• _WHAT THIS TASK INVOLVES_
Copy out every one of the records below, requests included, and shift each answer point by adding -137 to both its x and y coordinates.

(Records from a point annotation set)
* Start *

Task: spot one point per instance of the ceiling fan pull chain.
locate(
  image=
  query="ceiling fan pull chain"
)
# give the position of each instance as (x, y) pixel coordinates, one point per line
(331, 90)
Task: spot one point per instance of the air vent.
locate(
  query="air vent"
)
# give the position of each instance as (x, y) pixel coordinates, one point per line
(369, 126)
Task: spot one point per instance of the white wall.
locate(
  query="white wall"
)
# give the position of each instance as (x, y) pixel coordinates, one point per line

* End *

• _ANSWER IN FULL_
Task: spot one point per instance of the ceiling fan pull chain.
locate(
  image=
  query="ceiling fan pull chain"
)
# give the position of each instance as (x, y) pixel coordinates, one point per line
(194, -47)
Task: spot one point per instance of the air vent.
locate(
  query="air vent"
)
# give the position of each instance as (x, y) pixel coordinates, one point per line
(232, -11)
Task: spot one point per instance of the white wall.
locate(
  query="white wall"
)
# give the position of each instance as (x, y) pixel coordinates, one point per line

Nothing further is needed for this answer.